━━━ Data records ━━━

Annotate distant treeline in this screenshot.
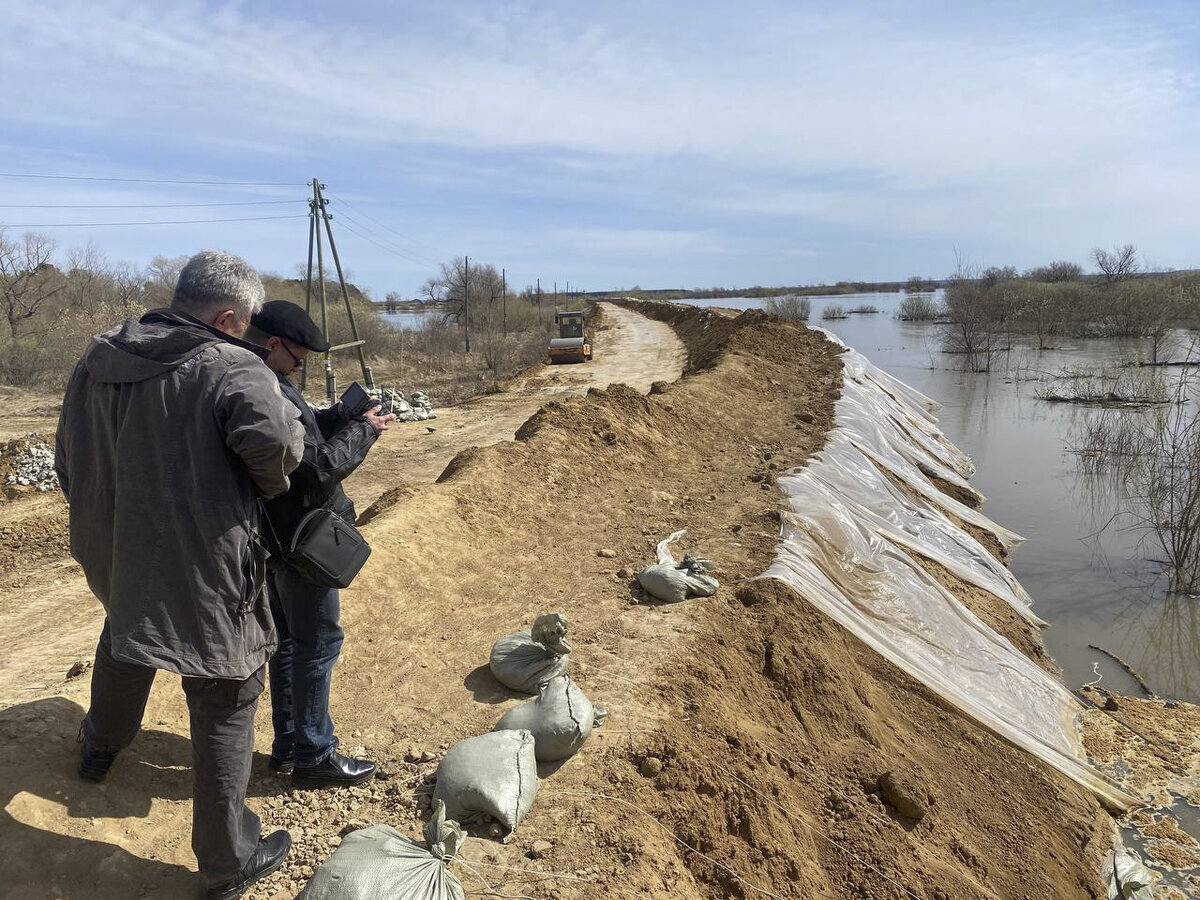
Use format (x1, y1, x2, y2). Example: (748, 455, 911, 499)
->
(0, 229, 407, 388)
(939, 248, 1200, 371)
(588, 261, 1200, 304)
(592, 279, 939, 301)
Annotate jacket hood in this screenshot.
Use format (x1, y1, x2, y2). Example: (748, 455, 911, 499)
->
(83, 308, 268, 384)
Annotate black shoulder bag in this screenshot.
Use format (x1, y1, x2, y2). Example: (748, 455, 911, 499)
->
(262, 502, 371, 590)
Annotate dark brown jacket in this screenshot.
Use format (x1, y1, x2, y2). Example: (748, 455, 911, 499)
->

━━━

§ Description of the task: Only lines with the word "Annotate" belong in the answer; copy each of them from the material above.

§ Response to this task:
Annotate distant treeline in this screenshot.
Annotate jacket hood in this screenshot.
Annotate black shoulder bag in this screenshot.
Annotate dark brown jacket in this screenshot.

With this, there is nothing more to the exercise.